Reproduce the records from their beginning through the line containing "477), (359, 526)]", replacing "sofa cushion" with "couch cushion" wherever it occurs and leaving everything else unchanged.

> [Records for the exercise]:

------------------------------

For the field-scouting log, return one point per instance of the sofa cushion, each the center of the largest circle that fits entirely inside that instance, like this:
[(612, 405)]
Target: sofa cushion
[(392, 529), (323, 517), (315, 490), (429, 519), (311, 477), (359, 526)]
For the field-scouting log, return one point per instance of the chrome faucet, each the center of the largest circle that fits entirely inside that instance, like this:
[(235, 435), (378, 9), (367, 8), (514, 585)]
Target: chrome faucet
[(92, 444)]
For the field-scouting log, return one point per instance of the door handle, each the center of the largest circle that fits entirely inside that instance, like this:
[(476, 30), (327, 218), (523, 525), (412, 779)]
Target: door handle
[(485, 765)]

------------------------------

> [Result for this exercise]:
For the field-scouting log, return one point per instance of the couch cushion, each the center of the largest circle that fits entirely inside that instance, like this:
[(612, 405)]
Target: couch cushion
[(392, 529), (323, 517), (315, 490), (429, 519), (311, 477), (359, 526)]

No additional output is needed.